* START *

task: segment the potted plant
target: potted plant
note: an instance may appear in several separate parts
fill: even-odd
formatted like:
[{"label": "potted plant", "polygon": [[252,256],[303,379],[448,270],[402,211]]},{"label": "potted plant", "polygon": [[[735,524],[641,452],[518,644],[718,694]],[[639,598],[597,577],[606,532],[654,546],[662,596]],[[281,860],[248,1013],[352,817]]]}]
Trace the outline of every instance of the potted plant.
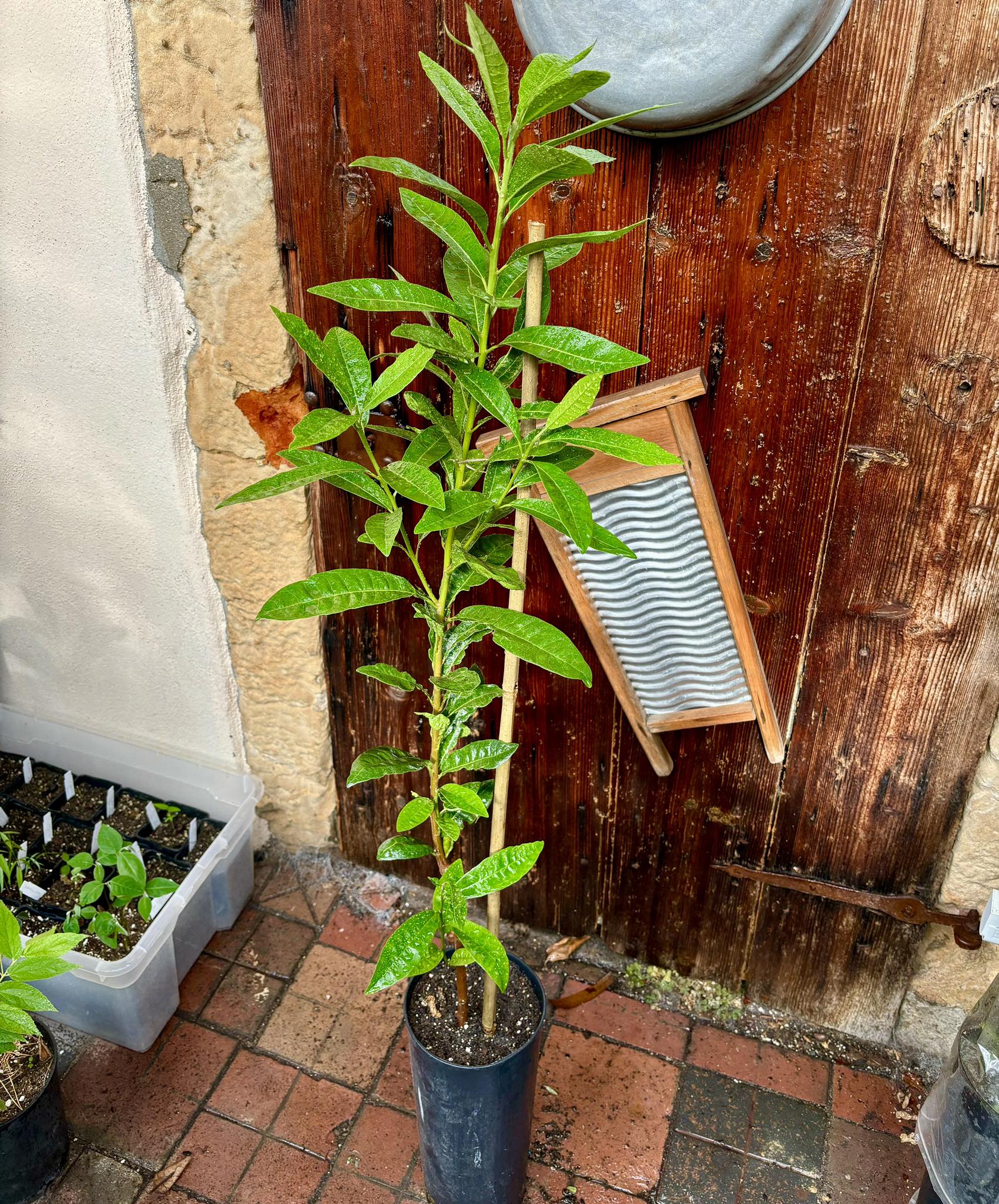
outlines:
[{"label": "potted plant", "polygon": [[[590,176],[610,158],[574,141],[605,123],[546,142],[521,146],[549,113],[574,104],[607,82],[605,72],[577,70],[573,59],[539,55],[520,81],[512,106],[503,57],[467,10],[469,45],[492,119],[439,64],[420,55],[443,101],[479,140],[495,187],[491,214],[455,185],[402,159],[365,158],[354,166],[386,171],[453,202],[449,207],[403,188],[402,206],[445,244],[447,293],[403,279],[350,279],[311,291],[368,312],[421,315],[394,335],[409,346],[392,353],[372,379],[372,364],[348,330],[325,337],[294,314],[278,313],[285,330],[331,382],[343,409],[319,408],[294,430],[284,456],[294,466],[226,498],[223,506],[282,494],[325,480],[371,506],[359,542],[373,545],[395,567],[336,568],[278,590],[261,619],[290,620],[410,600],[426,622],[430,672],[418,683],[395,666],[357,672],[424,696],[425,746],[372,748],[355,761],[348,786],[398,774],[416,775],[416,789],[398,814],[395,836],[379,848],[382,861],[427,857],[435,862],[432,905],[406,920],[385,943],[368,993],[410,979],[406,1020],[418,1098],[420,1149],[428,1197],[436,1204],[512,1204],[524,1187],[545,997],[537,975],[508,956],[498,939],[498,896],[528,873],[542,842],[506,846],[506,792],[519,659],[589,685],[591,671],[556,627],[522,613],[530,518],[548,523],[581,551],[622,556],[631,550],[593,521],[573,468],[595,452],[642,464],[673,464],[660,447],[620,432],[575,429],[607,373],[648,362],[596,334],[546,326],[548,273],[585,243],[610,242],[642,223],[539,237],[501,262],[512,217],[546,184]],[[463,43],[461,43],[463,45]],[[512,321],[509,320],[512,317]],[[506,334],[495,331],[506,318]],[[376,356],[378,359],[378,356]],[[537,399],[537,362],[560,365],[579,379],[557,403]],[[416,376],[437,378],[442,402],[410,390]],[[521,388],[515,389],[518,380]],[[404,393],[419,429],[386,427],[379,406]],[[493,420],[507,427],[486,460],[475,447]],[[401,456],[382,465],[367,435],[386,431],[404,441]],[[319,449],[355,432],[367,465]],[[531,496],[540,485],[546,497]],[[410,507],[420,507],[410,520]],[[427,548],[439,544],[431,557]],[[431,569],[431,563],[437,566]],[[507,607],[467,604],[467,591],[496,582]],[[468,663],[469,650],[491,637],[506,654],[503,685]],[[498,739],[474,739],[469,721],[502,696]],[[415,743],[415,742],[414,742]],[[496,780],[480,775],[496,771]],[[456,780],[474,774],[474,780]],[[490,855],[466,868],[462,832],[492,820]],[[489,896],[489,923],[469,904]],[[496,991],[502,992],[497,1007]]]},{"label": "potted plant", "polygon": [[22,948],[17,916],[0,902],[0,1204],[35,1199],[66,1159],[55,1041],[29,1013],[53,1010],[31,982],[71,970],[63,954],[82,939],[45,932]]}]

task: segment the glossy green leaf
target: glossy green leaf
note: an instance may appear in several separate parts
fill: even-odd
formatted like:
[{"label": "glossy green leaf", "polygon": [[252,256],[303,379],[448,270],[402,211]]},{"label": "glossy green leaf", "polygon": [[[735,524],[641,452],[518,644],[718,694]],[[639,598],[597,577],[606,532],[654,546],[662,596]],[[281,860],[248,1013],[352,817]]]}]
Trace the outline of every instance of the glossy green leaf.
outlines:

* END *

--- Description of the task ---
Reproduce the records above line for line, leaving out the pictures.

--- Result of the task ---
task: segment the potted plant
target: potted plant
note: an instance may appear in several separate parts
fill: even-odd
formatted like:
[{"label": "potted plant", "polygon": [[252,256],[303,379],[448,270],[402,211]]},{"label": "potted plant", "polygon": [[[735,524],[641,452],[518,644],[718,694]],[[639,598],[597,577],[606,532],[654,546],[662,596]],[[281,860],[248,1013],[352,817]]]}]
Trace the outline of every instance of the potted plant.
outlines:
[{"label": "potted plant", "polygon": [[[590,176],[610,158],[574,141],[605,123],[546,142],[521,146],[549,113],[574,104],[607,82],[605,72],[577,70],[573,59],[539,55],[520,81],[512,106],[503,57],[467,10],[469,45],[492,119],[439,64],[420,55],[443,101],[479,140],[495,187],[491,214],[455,185],[402,159],[365,158],[354,166],[386,171],[453,202],[449,207],[403,188],[402,206],[445,244],[447,293],[403,279],[350,279],[311,291],[368,312],[421,315],[394,335],[409,346],[392,353],[372,379],[372,364],[348,330],[325,337],[294,314],[278,313],[285,330],[331,382],[343,409],[319,408],[294,430],[284,456],[294,466],[226,498],[223,506],[282,494],[325,480],[371,506],[359,542],[373,545],[395,567],[336,568],[278,590],[261,619],[290,620],[410,600],[426,622],[430,672],[418,683],[395,666],[357,672],[424,696],[425,746],[372,748],[355,761],[348,786],[398,774],[416,775],[416,789],[398,814],[395,836],[379,848],[382,861],[427,857],[435,862],[432,905],[406,920],[385,943],[368,993],[410,979],[406,1020],[418,1098],[420,1149],[428,1197],[436,1204],[512,1204],[524,1187],[545,997],[537,975],[508,956],[498,939],[498,896],[528,873],[542,842],[506,846],[506,792],[519,659],[589,685],[591,671],[556,627],[522,613],[530,518],[548,523],[581,551],[622,556],[631,550],[593,521],[573,468],[595,452],[642,464],[673,464],[660,447],[620,432],[575,429],[607,373],[648,362],[596,334],[546,326],[548,273],[585,243],[610,242],[642,223],[539,237],[501,262],[512,217],[546,184]],[[463,43],[461,43],[463,45]],[[512,321],[509,320],[512,317]],[[506,334],[495,331],[506,318]],[[376,356],[378,359],[378,356]],[[537,399],[537,362],[560,365],[579,379],[557,403]],[[416,376],[437,378],[442,402],[410,390]],[[521,388],[515,389],[518,380]],[[404,393],[419,429],[386,427],[379,406]],[[493,420],[507,427],[486,460],[475,447]],[[401,456],[382,465],[367,435],[386,431],[404,441]],[[319,449],[355,432],[367,465]],[[531,496],[540,485],[546,497]],[[410,507],[420,507],[410,520]],[[427,548],[439,544],[431,557]],[[431,569],[431,563],[437,566]],[[507,607],[467,604],[467,591],[496,582]],[[468,663],[469,650],[491,637],[506,654],[503,685]],[[498,739],[474,739],[469,721],[502,696]],[[415,743],[415,742],[414,742]],[[496,780],[480,775],[496,771]],[[456,780],[474,774],[474,780]],[[490,855],[466,868],[462,832],[492,820]],[[489,896],[489,923],[469,904]],[[496,991],[502,992],[497,1007]]]},{"label": "potted plant", "polygon": [[22,948],[17,916],[0,902],[0,1204],[35,1199],[66,1159],[55,1041],[29,1013],[53,1010],[31,982],[71,970],[63,954],[82,939],[45,932]]}]

task: segment the glossy green leaf
target: glossy green leaf
note: an instance may appear in several separate parts
fill: even-odd
formatted like:
[{"label": "glossy green leaf", "polygon": [[252,256],[303,379],[448,270],[402,211]]},{"label": "glossy green leaf", "polygon": [[[735,524],[641,452],[518,644],[718,694]],[[639,598],[597,577],[606,532],[654,546],[662,596]],[[281,860],[248,1013],[352,817]]]}]
Trace the outline of every instance of the glossy green leaf.
outlines:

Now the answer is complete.